Link with BLAS95/LAPACK95

Dynamic linking to the right part of the MKL library has been made easy with the -mkl flag. However, not all commonly used libraries are shared libraries and hence cannot be linked dynamically. More specifically, the MKL BLAS Fortran95 and LAPACK Fortran 95 libraries are static and have no dynamic counterparts. These libraries must be stated explicitly at the command line for linking. Again, the -mkl flag can work with the BLAS95/LAPACK95 libraries to make things much easier.

Example 5 Link to the sequential part of MKL and BLAS95.

ifort example.f -mkl=sequential -lmkl_blas95_lp64 -o example.exe

Example 6 Link to the threaded part of MKL and LAPACK95.

- _COMPLETE THE FOLLOWING_:
[1] Switch "-mkl flag" to "-mkl option" in the portion of the MKL linking excerpt that opens with "Dynamic linking to" and closes with "things much easier.", and give that portion with the change applied.
[2] Write out every line of the entries in Block 1 verbatim.
The entries have no connection to the MKL linking excerpt.

- _LISTED RECORDS_:
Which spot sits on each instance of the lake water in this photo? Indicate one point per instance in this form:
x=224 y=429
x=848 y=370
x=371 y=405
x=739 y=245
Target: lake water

- _LIST OF SOLUTIONS_:
[1]
Dynamic linking to the right part of the MKL library has been made easy with the -mkl option. However, not all commonly used libraries are shared libraries and hence cannot be linked dynamically. More specifically, the MKL BLAS Fortran95 and LAPACK Fortran 95 libraries are static and have no dynamic counterparts. These libraries must be stated explicitly at the command line for linking. Again, the -mkl option can work with the BLAS95/LAPACK95 libraries to make things much easier.

[2]
Which spot sits on each instance of the lake water in this photo? Indicate one point per instance in this form:
x=224 y=429
x=848 y=370
x=371 y=405
x=739 y=245
Target: lake water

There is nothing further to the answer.